▸ OBJECTIF:
Répondez aux questions suivantes d'après l'entretien ci-dessous.
1. Dans quelle ville se trouve la rédaction du «Temps» où le conseiller fédéral s'est rendu?
2. Quel projet de tunnel a été ajouté au programme d'investissements?
3. Quel est le nom de l'expert de l'EPFZ chargé d'analyser et de prioriser les projets d'infrastructures?

«Albert Rösti à l’écoute du ras-le-bol des Romands»

En visite à la rédaction du «Temps» à Genève, le conseiller fédéral s’est dit conscient des retards pris par les transports régionaux. Energie nucléaire, redevance radio-télévision ou encore positionnement de la Suisse au cœur des secousses mondiales, l’UDC bernois s’est livré sans fard.

Le Temps, 01.04.2025

Interview: Madeleine von Holzen et Yan Pauchard


En Suisse romande, les temps de trajets se sont allongés avec le nouvel horaire 2025 des CFF. Les chantiers se multiplient, comme les retards et les coupures de lignes. Le ras-le-bol monte chez les pendulaires. Vous le ressentez?

Je comprends tout à fait ce ras-lebol. Ma première visite juste après mon élection avait d’ailleurs été à Lausanne [les travaux de rénovation de la gare ont pris quinze ans de retard, ndlr] pour rencontrer les autorités de la ville et du canton de Vaud, car je sentais le mécontentement contre les CFF, contre mon département aussi. Plus généralement, je suis conscient qu’il y avait moins de projets en Suisse romande par rapport aux autres régions. C’est pour cela que nous avons fait rajouter le projet du tunnel Morges-Perroy, qui n’était pas prévu dans le programme d’investissements. Nous ne cessons d’agir, des projets continuent d’avancer, même s’il faut être honnête et reconnaître qu’il faudra encore du temps pour résoudre tous les problèmes.

Pour autant, avec le projet Transports ’45, vous avez confié à un expert de l’Ecole polytechnique fédérale de Zurich le mandat d’analyser et prioriser tous les projets d’infrastructures. La Suisse romande va-t-elle à nouveau être négligée?

Ce sera le contraire. Je m’engage à rééquilibrer les investissements pour la Suisse romande. Le mandat donné à l’expert de l’EPFZ, Ulrich Weidmann, un spécialiste des infrastructures, est technique. Mais au final, c’est la politique qui décidera. La Romandie ne sera pas négligée. Je suis très clair là-dessus.

▸ BLOC DE DONNÉES:
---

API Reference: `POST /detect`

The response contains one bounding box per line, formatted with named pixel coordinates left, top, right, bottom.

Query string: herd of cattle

▸ RÉPONSE:
1. Genève.
2. Le tunnel Morges-Perroy.
3. Ulrich Weidmann.